Task requirements
Copy each line below containing "this".

■ ■ ■ ■

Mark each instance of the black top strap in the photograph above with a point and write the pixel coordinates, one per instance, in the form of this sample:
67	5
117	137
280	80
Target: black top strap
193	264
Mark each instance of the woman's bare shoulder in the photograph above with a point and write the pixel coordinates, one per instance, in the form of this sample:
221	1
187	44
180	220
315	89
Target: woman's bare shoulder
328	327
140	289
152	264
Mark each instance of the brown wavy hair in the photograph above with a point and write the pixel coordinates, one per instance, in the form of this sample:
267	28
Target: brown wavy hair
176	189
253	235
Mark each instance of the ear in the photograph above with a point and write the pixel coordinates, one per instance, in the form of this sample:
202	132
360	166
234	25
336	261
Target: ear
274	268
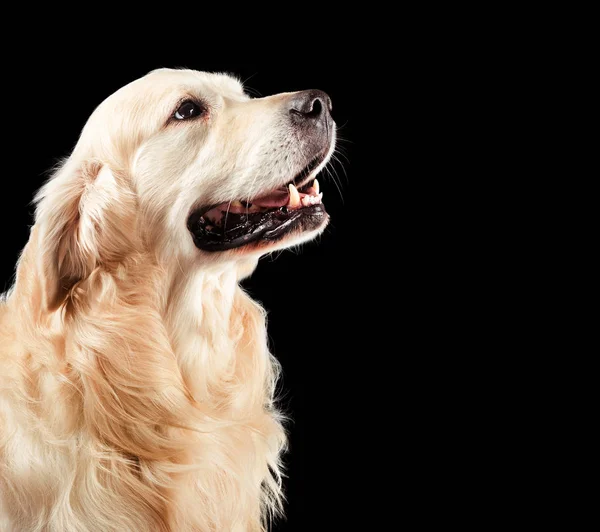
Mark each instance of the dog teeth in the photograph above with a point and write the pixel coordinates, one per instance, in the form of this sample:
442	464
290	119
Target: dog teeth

■ ■ ■ ■

Response to the exercise
Mark each instance of the black top strap in the photograph above with a point and write the pixel coordinates, one per instance, in the form of this sample:
Mark each instance of the woman's bare shoulder in the photograph above with a point and write the pixel coordinates, one per instance, in the form of this sample:
Mark each instance of the brown wavy hair in the photograph above with a point and write the pixel coordinates, one per instance, in the form of this sample:
Mark each instance of the ear in the photograph above with a point and write the pixel coordinates, one per instance, in the form of this sample:
Mark each instance of the dog teeth in the photograph above with a point and write the pixel coordinates, one per instance, in the form of this sample:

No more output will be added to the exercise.